Chihuly, a pioneer of the studio glass movement and considered to be one of the world’s foremost artists working in glass today, will create an installation known as The Chihuly Sanctuary inside the Cancer Center. With a background in architecture, Chihuly has always had a keen interest in space and light. This project was of particular interest to the artist because of the healing and meditative aspect his artwork could bring to patients and families.
“I really wanted to create a space for people to meditate and find a moment of peace,” said Chihuly, who hopes the artwork is a welcome addition to the Cancer Center and to the city.
Made possible with a gift from Suzanne and Walter Scott, the Chihuly Sanctuary will be a cornerstone of the Healing Arts Program, and when complete it will have five distinct spaces, each with artwork created specifically for that space. An internationally acclaimed artist, Chihuly is credited with single-handedly elevating glass-blowing from craft to fine art. He is renowned for his ambitious architectural installations around the world, in historic cities, museums and gardens.
◇ ◇ ◇ ◇ ◇ ◇ ◇
__Exercises__.
**1.** Answer these questions using the text about the Chihuly Sanctuary:
(a) In what field does Chihuly have a background?
(b) Whose gift made the Chihuly Sanctuary possible?
(c) How many distinct spaces will the Chihuly Sanctuary have when complete?
**2.** Write out the part of the text about the Chihuly Sanctuary from "Chihuly, a pioneer" up to and including "to the city.".

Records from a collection
◇ ◇ ◇ ◇ ◇ ◇ ◇
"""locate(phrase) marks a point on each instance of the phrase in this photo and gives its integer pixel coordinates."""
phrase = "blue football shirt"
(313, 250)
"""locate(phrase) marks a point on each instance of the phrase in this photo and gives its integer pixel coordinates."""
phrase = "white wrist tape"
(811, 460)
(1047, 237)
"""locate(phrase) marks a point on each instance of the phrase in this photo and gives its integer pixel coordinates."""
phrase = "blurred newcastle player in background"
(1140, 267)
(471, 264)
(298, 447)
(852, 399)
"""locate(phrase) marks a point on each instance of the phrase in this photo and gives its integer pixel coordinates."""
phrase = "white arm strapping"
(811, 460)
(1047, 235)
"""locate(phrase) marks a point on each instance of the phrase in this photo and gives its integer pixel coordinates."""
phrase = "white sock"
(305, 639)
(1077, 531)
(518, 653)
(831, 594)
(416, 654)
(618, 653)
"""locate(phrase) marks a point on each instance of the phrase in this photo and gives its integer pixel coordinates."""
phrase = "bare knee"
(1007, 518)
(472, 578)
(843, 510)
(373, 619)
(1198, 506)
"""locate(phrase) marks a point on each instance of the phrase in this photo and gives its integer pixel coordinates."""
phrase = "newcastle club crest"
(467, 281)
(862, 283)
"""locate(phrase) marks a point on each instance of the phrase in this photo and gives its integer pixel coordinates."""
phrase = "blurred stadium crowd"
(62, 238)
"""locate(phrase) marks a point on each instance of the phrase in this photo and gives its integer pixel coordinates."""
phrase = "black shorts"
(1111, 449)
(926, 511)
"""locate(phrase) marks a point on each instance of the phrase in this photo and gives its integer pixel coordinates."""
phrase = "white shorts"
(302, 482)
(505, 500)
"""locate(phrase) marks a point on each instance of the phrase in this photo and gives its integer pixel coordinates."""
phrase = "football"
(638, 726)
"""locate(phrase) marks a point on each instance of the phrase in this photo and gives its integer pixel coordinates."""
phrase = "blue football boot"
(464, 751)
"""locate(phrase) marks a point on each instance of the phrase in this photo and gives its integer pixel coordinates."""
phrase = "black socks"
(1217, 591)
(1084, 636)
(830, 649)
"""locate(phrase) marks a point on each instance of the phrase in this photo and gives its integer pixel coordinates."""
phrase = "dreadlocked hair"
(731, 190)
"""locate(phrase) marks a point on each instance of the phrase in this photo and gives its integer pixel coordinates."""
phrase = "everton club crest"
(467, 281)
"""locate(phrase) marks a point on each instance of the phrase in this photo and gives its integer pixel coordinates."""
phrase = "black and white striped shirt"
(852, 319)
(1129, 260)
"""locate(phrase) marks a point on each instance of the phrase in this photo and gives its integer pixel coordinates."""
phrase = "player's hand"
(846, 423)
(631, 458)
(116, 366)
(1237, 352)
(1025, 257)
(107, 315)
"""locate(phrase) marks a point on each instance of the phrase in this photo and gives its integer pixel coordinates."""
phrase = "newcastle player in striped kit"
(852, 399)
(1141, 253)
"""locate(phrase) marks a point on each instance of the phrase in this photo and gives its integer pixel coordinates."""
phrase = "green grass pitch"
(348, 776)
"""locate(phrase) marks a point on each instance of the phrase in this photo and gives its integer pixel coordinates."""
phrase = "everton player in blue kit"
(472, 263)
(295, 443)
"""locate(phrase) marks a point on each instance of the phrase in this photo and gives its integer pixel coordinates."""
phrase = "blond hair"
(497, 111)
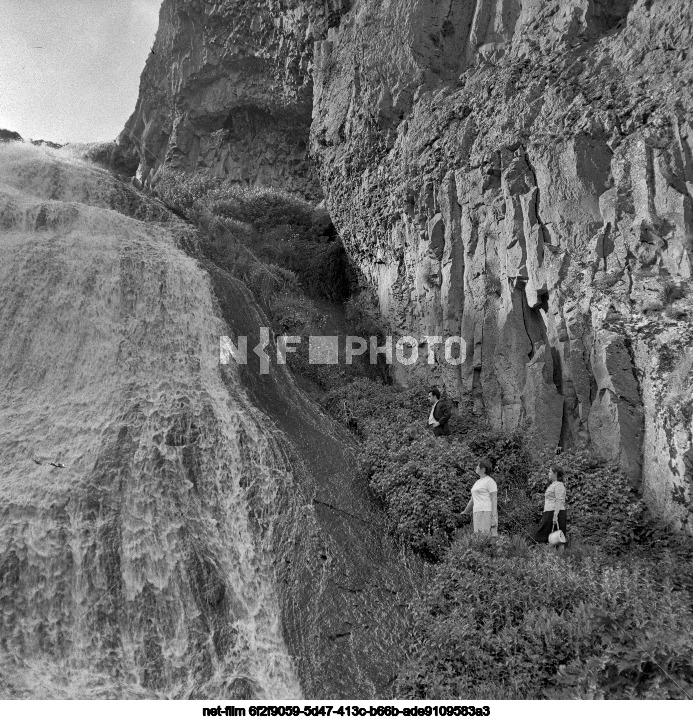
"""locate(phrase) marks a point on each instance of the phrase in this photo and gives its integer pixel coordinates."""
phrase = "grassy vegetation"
(609, 618)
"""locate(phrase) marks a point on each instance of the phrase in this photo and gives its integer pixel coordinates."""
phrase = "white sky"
(70, 69)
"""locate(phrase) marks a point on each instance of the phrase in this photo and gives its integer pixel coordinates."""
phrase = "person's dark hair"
(560, 473)
(485, 465)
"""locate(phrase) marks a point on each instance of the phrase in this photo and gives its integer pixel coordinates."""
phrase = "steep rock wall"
(520, 172)
(169, 527)
(227, 89)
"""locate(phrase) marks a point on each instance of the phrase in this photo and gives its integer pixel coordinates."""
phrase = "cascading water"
(143, 567)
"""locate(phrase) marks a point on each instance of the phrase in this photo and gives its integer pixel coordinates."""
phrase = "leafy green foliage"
(424, 482)
(278, 228)
(505, 620)
(603, 506)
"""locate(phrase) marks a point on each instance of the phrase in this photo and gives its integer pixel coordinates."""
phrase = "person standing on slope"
(484, 501)
(440, 414)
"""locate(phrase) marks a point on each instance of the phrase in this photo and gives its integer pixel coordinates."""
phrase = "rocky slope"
(227, 89)
(169, 527)
(515, 171)
(521, 172)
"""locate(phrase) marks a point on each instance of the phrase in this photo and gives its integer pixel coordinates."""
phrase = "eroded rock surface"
(517, 172)
(227, 90)
(521, 173)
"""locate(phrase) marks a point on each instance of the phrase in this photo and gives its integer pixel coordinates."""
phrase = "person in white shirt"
(554, 508)
(484, 501)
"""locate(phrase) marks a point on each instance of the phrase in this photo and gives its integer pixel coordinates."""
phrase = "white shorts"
(482, 523)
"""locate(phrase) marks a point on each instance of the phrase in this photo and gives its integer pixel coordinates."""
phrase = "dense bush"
(602, 505)
(280, 229)
(504, 620)
(424, 482)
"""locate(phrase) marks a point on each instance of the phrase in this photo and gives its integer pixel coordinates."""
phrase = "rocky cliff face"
(169, 527)
(227, 90)
(520, 172)
(514, 171)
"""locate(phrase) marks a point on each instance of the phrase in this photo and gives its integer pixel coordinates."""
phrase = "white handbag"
(556, 536)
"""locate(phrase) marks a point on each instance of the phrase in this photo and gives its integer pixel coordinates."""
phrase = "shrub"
◇ ◇ ◇ ◇ ◇ ◇ ◇
__Outputs by task__.
**1.**
(a) Architecture
(b) Suzanne and Walter Scott
(c) Five

**2.**
Chihuly, a pioneer of the studio glass movement and considered to be one of the world’s foremost artists working in glass today, will create an installation known as The Chihuly Sanctuary inside the Cancer Center. With a background in architecture, Chihuly has always had a keen interest in space and light. This project was of particular interest to the artist because of the healing and meditative aspect his artwork could bring to patients and families.
“I really wanted to create a space for people to meditate and find a moment of peace,” said Chihuly, who hopes the artwork is a welcome addition to the Cancer Center and to the city.